» **Exercise 1**
In the talk below, what does selenium toning do to developed silver?

# Text block start

And you can see the print, you can't see it well, but you can see the print. So he would
time, the length of time from when he put it in the tray to when he saw a particular
object emerge. And so that might be 10 seconds in the first processing. And then he had a
factor figure. If it was factor 10 that means I will take it out of a 100 seconds. And so,
if--now, in the next print, it might take 11 seconds, well, you take it out on 110 seconds.
So, he multiplied the time of emergence by the factor. And so by doing that, you can
see here over here, he has plotted diluted negative, the diluted developer solution.
Using this technique can overcome the effect of the diluted development. He can get a constant
result out from a chemical bath that was changing uncontrollably. We've already talked about
development time. And the enlarger, it depends upon whether you've got collimated light or
diffused light. And the selenium toning is a very interesting thing. If you process the
developed silver with these selenium salts, it actually changes the surface property of
the silver and gives you a blacker black. And Ansel was an absolute master of that.
You can also go wrong if you would put the right--you can get the black silver to change
color if you file that up. Well, what's beyond the tone scale? This is important but what
I think makes Ansel's work spectacular is the things he did beyond the tone scale, the
dodging and burning. The best example of that is an experiment that happened a little bit
before John joined our lab. It was an experiment by Edwin Land called the black and white Mondrian;
because in this experiment, he had a bright light near a dark gray object and the illumination
fell off with distance. So it was a very dim light up on a white object. And my job was
to keep moving the light around till the same amount of light came from the white area at
the top and the black area at the bottom. Now, if you take and think of that as digits,
you take a photograph of that, well, that’s the same--that could be the same digit in
the camera here as here. If you manipulate that with a tone scale, what you'd like to
do to make this print better is you'd like to make this lighter and this blacker. But,
you see, I got a problem with it. I got the same digit. No matter what I do to the tone
scale, I can't make the same digit go up and down at the same time. I can't--I can make
this lighter but then this gets lighter. I make this darker but then this gets darker.
You have to do something different here then here to improve this image, and Land did this.
This is an experiment about the visual system to show that humans don’t count what you
see. It doesn’t depend upon the quantum that happens to follow on the receptors, it
happens on the relationship between the other areas in the field. Sorry. If you scan, I've
rotated the picture here, so that is the dark area and there's the light area. You can see
I've scanned the digits along this path. You can see, well, we start off here and then
we have an edge and then we have another edge. In between, we have a gradient. If you study
this, you'd find, well, let's just look at this little patch of one of these Mondrians.
If you look across this edge, you see it's a 160 to 240 and you'll see a little bit better
here. You have a highly visible edge. If you look here, you can see that--well, from here
up to here, it also changes to 160. So we have the same change in the amount of light.
However, one is very visible, namely the edge; and the other, the gradient, is highly invisible.
So if you--you can do--another way of saying that is you can do anything you want to these
gradients because you can't see it. You can make this go down and it'll look virtually
the same as having it go up. However, if you change the size of this edge, you'll see it.
It'll be a big change in appearance. All of this comes from the fact that if you like
to think--I always used to like to think about, "Well, what's important is the amount of light
coming from--that’s a 100, and that’s 20, and that’s 50." That’s why you see
it as, you know, white-gray and darker gray. But in fact it's not, it's the relationship.

# Text block end

» **Exercise 2**
Please quote the lines in the entries between the line holding "query (the noun phrase to segment): standing" and the line holding "POLYGON ((145 130, 144", inclusive.

# Records shown start

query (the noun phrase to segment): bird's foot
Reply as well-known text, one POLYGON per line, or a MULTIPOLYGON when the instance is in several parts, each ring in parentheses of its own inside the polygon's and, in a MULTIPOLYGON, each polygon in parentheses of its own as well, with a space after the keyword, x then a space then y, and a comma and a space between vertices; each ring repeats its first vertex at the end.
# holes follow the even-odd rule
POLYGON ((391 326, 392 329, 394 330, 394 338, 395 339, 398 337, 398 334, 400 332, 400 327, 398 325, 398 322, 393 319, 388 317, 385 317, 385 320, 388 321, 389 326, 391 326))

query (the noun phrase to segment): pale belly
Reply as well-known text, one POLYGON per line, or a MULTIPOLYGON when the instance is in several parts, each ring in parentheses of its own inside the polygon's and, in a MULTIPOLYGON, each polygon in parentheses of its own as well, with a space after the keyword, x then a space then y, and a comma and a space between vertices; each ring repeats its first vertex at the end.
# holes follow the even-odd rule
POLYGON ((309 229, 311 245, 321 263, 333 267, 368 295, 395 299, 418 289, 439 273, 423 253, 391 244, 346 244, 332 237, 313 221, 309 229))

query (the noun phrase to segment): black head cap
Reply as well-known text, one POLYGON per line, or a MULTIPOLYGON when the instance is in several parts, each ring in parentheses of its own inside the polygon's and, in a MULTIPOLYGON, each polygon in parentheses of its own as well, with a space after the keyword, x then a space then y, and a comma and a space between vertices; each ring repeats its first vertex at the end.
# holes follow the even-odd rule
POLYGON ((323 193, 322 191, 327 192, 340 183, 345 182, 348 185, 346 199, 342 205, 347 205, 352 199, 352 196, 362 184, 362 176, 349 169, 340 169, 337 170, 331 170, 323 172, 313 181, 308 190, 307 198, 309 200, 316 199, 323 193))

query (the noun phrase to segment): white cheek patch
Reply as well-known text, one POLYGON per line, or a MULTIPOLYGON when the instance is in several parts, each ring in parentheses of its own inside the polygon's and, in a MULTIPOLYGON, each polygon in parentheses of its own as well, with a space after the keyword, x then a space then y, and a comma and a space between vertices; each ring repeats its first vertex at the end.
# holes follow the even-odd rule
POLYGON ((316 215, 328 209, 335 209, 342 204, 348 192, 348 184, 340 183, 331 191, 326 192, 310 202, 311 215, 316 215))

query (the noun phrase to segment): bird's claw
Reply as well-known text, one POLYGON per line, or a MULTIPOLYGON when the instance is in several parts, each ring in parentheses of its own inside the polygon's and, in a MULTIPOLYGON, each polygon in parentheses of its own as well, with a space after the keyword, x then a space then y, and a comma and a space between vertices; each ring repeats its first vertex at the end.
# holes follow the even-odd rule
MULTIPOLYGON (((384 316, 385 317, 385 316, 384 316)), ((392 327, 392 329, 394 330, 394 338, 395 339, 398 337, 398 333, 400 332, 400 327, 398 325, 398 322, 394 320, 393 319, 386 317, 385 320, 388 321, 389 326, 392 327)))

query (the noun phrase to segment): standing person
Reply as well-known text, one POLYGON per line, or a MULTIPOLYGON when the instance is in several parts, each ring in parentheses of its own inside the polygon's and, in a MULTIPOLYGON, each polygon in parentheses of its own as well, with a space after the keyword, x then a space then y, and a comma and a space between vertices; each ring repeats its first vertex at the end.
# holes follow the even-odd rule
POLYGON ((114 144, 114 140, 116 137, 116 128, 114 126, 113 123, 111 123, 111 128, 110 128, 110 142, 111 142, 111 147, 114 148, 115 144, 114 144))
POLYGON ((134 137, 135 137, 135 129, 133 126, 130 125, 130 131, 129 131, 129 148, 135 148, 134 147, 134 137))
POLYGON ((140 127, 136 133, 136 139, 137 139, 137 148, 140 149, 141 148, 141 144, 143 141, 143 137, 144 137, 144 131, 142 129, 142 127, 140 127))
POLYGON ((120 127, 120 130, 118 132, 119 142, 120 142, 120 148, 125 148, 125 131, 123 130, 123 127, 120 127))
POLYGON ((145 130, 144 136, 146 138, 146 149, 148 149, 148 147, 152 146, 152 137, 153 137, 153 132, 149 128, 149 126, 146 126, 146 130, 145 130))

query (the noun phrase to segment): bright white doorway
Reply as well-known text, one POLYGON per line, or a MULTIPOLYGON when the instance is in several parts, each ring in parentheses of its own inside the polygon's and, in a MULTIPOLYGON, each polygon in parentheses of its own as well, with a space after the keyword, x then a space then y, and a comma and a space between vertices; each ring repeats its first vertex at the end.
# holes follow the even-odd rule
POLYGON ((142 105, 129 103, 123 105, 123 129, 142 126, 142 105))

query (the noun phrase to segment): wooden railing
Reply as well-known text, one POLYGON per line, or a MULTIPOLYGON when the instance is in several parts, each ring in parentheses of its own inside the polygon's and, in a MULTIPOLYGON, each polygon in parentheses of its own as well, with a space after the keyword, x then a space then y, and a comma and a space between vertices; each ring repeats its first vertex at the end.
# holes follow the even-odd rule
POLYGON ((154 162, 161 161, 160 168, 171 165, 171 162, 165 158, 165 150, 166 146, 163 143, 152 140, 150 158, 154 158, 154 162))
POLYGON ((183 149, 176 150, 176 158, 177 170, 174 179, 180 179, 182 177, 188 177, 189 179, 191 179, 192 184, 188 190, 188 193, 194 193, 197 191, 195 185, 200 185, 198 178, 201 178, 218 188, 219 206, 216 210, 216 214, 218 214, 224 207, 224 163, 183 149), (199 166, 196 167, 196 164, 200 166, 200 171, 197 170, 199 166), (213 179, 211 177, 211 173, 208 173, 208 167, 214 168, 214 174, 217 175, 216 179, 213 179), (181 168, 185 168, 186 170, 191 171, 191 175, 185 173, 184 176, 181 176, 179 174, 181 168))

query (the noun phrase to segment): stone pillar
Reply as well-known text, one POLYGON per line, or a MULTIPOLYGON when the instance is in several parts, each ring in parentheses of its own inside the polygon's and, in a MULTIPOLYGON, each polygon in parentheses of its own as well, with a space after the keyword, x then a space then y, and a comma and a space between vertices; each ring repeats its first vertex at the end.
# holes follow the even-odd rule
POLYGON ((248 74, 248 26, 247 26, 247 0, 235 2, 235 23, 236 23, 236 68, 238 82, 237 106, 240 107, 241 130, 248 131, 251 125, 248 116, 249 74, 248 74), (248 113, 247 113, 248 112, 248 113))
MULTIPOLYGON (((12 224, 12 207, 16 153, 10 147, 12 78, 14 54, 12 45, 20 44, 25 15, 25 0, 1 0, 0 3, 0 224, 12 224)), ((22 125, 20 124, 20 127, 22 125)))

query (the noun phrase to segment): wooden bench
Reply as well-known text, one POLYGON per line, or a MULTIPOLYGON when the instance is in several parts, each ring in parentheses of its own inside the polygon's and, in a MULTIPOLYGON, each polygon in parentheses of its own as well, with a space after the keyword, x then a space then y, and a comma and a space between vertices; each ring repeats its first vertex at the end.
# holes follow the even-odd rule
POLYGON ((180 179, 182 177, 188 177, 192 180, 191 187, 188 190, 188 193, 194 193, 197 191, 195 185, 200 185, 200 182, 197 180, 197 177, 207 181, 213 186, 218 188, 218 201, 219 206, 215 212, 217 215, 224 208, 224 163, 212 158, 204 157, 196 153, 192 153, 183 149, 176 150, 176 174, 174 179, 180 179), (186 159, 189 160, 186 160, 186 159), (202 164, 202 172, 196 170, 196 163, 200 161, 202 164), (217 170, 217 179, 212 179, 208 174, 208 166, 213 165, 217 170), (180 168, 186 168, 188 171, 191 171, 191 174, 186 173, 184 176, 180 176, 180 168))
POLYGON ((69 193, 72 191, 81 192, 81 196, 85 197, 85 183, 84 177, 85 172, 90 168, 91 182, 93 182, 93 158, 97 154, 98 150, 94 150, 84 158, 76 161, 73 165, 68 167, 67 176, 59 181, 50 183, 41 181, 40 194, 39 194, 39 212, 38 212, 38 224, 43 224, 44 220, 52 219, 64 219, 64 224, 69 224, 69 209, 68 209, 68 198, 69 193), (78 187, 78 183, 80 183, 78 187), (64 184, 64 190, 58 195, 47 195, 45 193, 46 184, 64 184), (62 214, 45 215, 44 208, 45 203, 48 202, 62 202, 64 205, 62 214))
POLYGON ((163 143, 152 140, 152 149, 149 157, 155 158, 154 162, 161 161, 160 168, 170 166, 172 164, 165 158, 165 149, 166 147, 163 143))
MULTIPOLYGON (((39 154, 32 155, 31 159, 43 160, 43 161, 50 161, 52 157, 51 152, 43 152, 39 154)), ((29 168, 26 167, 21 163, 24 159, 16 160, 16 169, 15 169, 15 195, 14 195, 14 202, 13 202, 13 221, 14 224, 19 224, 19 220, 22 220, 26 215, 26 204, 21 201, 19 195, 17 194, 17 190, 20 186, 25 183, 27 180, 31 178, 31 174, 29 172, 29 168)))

# Records shown end

» **Full answer 1**
It changes the surface property of the silver and gives a blacker black.

» **Full answer 2**
query (the noun phrase to segment): standing person
Reply as well-known text, one POLYGON per line, or a MULTIPOLYGON when the instance is in several parts, each ring in parentheses of its own inside the polygon's and, in a MULTIPOLYGON, each polygon in parentheses of its own as well, with a space after the keyword, x then a space then y, and a comma and a space between vertices; each ring repeats its first vertex at the end.
# holes follow the even-odd rule
POLYGON ((114 144, 114 140, 116 137, 116 128, 114 126, 113 123, 111 123, 111 128, 110 128, 110 142, 111 142, 111 147, 114 148, 115 144, 114 144))
POLYGON ((134 137, 135 137, 135 129, 133 126, 130 125, 130 131, 129 131, 129 148, 135 148, 134 147, 134 137))
POLYGON ((140 127, 136 133, 136 139, 137 139, 137 148, 140 149, 141 148, 141 144, 143 141, 143 137, 144 137, 144 131, 142 129, 142 127, 140 127))
POLYGON ((120 127, 120 130, 118 132, 119 142, 120 142, 120 148, 125 148, 125 131, 123 130, 123 127, 120 127))
POLYGON ((145 130, 144 136, 146 138, 146 149, 148 149, 148 147, 152 146, 152 137, 153 137, 153 132, 149 128, 149 126, 146 126, 146 130, 145 130))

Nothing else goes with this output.